- TEXT SECTION:
By Keri O’Shea
I have to say, I was somewhat blind-sided by the press release for The Bay – enough so that it completely took my mind off the fact that I was about to watch a found footage film, a sub-genre I have ranted about at length in the past. Perhaps this was even deliberate, a way of diverting attention from that fact. Lemme see: The Bay is brought to us by the producers of Sinister (fine) and Insidious (also makes sense) and…the director of Rain Man. Hang on, the director of Rain Man? I’ll admit it, that did give me pause for thought. To be fair to Barry Levinson, he hasn’t leapt straight from a heart-warming story of a man with autism to the horror genre – but, actually, he hasn’t had all that much to do with horror either, so I was interested to see what I was going to get here.
It turns out that Levinson’s plentiful experience as a director, regardless of what he’s directed, set him up rather nicely to make a pretty good job of The Bay. And, of course, there’s the fact that despite the style of filming, someone bothered to write a script, come up with a plot and cast real actors, which some of the worst found footage offenders still believe they are exempt from doing. Let’s not get me started on that again, though…onto the film at hand.

- MATERIAL SHOWN:
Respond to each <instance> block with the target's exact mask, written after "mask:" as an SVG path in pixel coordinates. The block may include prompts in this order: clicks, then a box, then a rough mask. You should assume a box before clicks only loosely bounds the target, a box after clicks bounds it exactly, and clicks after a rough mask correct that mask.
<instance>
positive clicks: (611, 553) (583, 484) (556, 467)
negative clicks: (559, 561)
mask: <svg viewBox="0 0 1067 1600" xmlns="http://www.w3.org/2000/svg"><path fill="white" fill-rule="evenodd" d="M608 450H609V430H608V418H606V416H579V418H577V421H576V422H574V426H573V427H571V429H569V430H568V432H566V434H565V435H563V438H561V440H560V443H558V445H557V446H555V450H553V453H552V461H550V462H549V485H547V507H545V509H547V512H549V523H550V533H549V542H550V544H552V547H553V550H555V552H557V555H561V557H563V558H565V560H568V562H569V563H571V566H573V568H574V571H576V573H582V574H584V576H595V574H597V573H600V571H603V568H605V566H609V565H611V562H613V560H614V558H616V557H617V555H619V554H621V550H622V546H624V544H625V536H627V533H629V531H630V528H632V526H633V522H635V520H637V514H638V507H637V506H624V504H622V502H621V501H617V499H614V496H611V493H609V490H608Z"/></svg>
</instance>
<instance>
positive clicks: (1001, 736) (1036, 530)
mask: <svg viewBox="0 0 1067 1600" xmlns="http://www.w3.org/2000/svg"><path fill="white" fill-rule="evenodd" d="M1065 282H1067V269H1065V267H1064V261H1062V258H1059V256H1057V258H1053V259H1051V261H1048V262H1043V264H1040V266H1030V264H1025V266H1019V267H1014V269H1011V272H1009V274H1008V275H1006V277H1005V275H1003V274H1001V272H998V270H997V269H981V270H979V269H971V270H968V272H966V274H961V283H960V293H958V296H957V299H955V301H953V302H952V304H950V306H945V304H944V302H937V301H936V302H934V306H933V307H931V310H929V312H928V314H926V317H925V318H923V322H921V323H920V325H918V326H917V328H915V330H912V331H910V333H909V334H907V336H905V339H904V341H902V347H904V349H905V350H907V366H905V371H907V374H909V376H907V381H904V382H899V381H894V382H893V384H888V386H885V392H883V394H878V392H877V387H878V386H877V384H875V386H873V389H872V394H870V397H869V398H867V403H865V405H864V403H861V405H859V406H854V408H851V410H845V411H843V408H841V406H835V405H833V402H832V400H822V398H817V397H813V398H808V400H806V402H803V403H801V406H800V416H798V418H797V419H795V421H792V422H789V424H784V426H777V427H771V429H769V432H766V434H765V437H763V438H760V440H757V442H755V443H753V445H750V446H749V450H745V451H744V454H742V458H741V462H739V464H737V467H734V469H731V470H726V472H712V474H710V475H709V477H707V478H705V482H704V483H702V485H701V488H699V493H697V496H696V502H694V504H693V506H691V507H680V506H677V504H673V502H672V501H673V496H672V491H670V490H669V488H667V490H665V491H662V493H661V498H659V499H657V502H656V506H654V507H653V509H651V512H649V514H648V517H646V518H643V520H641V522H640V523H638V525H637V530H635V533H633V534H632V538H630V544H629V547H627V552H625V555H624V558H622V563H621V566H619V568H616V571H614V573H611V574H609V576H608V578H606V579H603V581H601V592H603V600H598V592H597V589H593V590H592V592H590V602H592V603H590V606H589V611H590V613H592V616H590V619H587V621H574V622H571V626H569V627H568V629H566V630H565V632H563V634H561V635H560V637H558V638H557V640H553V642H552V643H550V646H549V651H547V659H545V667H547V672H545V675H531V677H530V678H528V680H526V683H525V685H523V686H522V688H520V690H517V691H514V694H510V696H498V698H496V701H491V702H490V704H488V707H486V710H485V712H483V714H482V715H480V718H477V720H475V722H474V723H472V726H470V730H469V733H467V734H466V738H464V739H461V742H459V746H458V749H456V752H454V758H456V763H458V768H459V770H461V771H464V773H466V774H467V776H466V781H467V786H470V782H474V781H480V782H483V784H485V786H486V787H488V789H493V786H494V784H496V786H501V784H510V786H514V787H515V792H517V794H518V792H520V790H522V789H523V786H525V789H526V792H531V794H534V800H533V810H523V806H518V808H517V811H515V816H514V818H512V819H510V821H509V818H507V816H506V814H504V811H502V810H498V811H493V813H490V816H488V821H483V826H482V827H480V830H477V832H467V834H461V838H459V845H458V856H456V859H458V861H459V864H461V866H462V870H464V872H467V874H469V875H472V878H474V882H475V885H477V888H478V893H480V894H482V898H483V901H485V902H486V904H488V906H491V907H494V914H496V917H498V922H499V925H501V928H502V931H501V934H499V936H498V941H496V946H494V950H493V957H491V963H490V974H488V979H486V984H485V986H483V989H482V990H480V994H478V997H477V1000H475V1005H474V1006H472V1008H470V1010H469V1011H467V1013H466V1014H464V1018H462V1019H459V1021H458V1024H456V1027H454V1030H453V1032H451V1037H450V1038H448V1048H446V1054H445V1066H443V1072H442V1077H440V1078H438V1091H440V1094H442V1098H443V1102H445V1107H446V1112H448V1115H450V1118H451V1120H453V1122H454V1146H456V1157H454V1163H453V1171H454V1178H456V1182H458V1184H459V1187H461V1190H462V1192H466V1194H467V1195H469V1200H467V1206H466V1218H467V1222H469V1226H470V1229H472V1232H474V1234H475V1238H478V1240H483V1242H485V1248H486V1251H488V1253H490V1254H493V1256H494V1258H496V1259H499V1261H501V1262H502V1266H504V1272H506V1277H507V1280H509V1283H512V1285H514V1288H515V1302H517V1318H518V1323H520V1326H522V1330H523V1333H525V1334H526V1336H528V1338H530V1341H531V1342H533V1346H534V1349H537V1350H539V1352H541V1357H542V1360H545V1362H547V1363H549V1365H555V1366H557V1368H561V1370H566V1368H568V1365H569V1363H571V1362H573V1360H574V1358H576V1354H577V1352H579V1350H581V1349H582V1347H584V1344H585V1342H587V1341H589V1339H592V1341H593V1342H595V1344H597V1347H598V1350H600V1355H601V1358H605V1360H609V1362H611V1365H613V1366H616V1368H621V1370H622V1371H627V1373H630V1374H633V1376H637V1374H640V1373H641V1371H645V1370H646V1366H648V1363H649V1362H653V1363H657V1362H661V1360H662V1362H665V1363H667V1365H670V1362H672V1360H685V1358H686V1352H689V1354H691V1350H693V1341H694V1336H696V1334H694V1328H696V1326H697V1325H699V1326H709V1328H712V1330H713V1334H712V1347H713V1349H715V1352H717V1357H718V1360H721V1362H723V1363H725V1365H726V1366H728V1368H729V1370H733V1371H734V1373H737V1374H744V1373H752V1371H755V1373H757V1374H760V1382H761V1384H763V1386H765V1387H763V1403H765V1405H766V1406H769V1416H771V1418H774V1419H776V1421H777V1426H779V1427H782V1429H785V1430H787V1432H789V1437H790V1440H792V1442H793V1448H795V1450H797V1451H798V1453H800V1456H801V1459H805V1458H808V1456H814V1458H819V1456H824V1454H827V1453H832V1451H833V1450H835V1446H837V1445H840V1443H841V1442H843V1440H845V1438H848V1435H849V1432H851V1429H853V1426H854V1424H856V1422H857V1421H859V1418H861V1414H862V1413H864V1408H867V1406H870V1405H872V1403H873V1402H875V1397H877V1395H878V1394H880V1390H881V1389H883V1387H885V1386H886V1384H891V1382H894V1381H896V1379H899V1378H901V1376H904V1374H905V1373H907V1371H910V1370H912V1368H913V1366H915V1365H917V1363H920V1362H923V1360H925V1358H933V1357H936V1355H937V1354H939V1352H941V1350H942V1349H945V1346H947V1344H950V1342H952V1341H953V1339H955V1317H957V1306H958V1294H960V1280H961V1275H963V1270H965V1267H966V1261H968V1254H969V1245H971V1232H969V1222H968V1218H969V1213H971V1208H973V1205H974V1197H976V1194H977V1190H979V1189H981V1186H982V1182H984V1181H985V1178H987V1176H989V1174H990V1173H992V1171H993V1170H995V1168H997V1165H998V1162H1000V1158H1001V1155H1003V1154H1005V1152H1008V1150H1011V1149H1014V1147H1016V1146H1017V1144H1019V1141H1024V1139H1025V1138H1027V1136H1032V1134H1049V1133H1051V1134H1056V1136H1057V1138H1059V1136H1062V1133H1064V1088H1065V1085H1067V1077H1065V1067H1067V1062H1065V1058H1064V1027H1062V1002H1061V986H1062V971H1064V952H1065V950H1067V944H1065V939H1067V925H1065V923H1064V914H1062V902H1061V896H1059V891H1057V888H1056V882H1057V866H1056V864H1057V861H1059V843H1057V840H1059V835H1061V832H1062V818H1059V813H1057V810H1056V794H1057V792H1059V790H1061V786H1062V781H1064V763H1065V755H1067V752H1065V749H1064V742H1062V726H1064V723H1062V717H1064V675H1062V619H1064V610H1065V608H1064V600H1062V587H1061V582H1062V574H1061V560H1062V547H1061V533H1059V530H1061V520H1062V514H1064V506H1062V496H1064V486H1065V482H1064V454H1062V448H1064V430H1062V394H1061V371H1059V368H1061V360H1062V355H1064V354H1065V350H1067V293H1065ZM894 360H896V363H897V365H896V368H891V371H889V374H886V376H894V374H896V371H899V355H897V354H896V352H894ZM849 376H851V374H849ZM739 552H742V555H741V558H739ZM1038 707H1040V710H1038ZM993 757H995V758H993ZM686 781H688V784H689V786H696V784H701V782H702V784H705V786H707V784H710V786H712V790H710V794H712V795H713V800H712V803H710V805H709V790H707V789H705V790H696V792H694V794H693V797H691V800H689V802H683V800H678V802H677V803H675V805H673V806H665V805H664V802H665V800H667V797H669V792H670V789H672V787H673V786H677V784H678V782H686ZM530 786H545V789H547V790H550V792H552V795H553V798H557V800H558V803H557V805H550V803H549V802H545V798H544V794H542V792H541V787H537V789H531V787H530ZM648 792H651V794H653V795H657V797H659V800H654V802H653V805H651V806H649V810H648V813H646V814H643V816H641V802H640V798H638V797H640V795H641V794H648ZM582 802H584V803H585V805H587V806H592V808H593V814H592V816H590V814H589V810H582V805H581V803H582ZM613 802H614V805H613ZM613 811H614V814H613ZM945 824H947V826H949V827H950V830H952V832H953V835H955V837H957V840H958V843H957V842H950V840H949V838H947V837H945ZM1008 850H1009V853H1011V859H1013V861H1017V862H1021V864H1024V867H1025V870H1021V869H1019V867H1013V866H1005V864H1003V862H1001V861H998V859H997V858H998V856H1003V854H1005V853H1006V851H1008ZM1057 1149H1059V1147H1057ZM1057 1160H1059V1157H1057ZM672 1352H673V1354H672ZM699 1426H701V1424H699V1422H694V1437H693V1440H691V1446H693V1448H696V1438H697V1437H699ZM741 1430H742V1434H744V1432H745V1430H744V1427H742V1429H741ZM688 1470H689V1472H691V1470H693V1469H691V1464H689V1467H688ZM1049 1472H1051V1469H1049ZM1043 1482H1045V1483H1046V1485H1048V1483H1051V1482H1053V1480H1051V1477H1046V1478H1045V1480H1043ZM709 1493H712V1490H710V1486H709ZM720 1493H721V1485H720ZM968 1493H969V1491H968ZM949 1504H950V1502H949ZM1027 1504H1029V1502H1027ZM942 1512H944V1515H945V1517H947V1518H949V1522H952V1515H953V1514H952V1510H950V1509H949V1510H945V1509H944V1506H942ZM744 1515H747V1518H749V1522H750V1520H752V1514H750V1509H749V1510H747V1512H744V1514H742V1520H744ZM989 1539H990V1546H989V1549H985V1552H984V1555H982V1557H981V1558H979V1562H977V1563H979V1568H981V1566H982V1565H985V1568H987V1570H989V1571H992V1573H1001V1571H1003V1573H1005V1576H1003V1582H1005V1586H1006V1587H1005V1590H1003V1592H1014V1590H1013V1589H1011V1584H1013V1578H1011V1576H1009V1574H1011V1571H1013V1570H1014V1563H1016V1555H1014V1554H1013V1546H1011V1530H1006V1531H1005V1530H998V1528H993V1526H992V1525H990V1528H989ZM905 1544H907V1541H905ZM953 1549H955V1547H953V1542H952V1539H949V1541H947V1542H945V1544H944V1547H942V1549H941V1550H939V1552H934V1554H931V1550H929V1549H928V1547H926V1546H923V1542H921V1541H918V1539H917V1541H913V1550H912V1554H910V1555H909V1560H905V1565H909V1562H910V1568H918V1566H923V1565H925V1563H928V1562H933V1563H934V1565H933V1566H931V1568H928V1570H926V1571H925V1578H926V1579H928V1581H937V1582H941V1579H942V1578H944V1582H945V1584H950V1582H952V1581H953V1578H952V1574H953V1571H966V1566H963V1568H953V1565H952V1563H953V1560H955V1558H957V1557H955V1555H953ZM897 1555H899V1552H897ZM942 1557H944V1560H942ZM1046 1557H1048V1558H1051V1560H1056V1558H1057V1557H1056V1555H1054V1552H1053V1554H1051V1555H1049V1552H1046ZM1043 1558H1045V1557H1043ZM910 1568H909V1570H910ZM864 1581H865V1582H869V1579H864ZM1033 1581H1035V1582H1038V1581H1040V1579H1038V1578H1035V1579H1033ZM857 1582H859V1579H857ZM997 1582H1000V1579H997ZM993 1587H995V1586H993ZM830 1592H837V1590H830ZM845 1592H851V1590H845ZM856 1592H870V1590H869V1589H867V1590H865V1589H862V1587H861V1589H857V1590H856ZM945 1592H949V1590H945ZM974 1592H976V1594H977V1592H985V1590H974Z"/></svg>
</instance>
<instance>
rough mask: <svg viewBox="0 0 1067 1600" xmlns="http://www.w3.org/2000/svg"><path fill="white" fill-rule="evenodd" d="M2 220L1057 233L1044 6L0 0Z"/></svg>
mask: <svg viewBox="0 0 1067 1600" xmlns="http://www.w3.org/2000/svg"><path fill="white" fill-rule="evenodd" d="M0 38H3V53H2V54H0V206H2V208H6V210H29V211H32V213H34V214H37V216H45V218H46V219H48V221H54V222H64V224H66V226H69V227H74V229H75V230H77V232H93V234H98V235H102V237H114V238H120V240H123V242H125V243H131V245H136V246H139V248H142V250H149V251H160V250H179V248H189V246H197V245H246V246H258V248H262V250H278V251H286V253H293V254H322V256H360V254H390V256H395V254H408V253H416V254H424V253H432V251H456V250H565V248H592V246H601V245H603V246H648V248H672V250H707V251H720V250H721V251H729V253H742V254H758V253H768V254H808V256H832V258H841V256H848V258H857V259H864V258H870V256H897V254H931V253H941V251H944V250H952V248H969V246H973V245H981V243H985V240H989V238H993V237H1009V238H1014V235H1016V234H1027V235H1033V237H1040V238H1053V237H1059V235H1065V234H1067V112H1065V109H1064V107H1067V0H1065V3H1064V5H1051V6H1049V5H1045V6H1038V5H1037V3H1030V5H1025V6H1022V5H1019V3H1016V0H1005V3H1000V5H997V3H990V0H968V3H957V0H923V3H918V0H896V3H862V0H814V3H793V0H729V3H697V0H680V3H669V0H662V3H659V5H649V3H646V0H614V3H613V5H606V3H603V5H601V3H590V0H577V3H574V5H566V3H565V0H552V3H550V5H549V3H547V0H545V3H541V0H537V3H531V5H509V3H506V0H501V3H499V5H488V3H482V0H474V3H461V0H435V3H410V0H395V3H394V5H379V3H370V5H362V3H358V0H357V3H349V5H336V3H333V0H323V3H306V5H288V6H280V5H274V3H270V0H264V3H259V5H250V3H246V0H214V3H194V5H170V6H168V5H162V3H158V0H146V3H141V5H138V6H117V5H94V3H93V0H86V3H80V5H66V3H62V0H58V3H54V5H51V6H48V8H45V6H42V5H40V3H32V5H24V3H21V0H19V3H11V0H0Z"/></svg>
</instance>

- PROBLEMS AND TASKS:
**1)** How would you render this sentence from the review of The Bay in Spanish: "I’ll admit it, that did give me pause for thought."?
**2)** Do these statements agree with the review of The Bay? Answer yes or no for each and quote the words that decide it. (a) The Bay comes from the producers of Sinister. (b) Barry Levinson has a long history of working in horror. (c) The reviewer has complained about found footage films before.
**3)** Write out the review of The Bay word for word, everything from "By Keri O’Shea" down to "to get here.".

- LIST OF SOLUTIONS:
**1)** Lo admito, eso sí me hizo pararme a pensar.

**2)**
(a) Yes: "The Bay is brought to us by the producers of Sinister (fine) and Insidious (also makes sense)"
(b) No: "he hasn’t had all that much to do with horror either"
(c) Yes: "a sub-genre I have ranted about at length in the past"

**3)**
By Keri O’Shea
I have to say, I was somewhat blind-sided by the press release for The Bay – enough so that it completely took my mind off the fact that I was about to watch a found footage film, a sub-genre I have ranted about at length in the past. Perhaps this was even deliberate, a way of diverting attention from that fact. Lemme see: The Bay is brought to us by the producers of Sinister (fine) and Insidious (also makes sense) and…the director of Rain Man. Hang on, the director of Rain Man? I’ll admit it, that did give me pause for thought. To be fair to Barry Levinson, he hasn’t leapt straight from a heart-warming story of a man with autism to the horror genre – but, actually, he hasn’t had all that much to do with horror either, so I was interested to see what I was going to get here.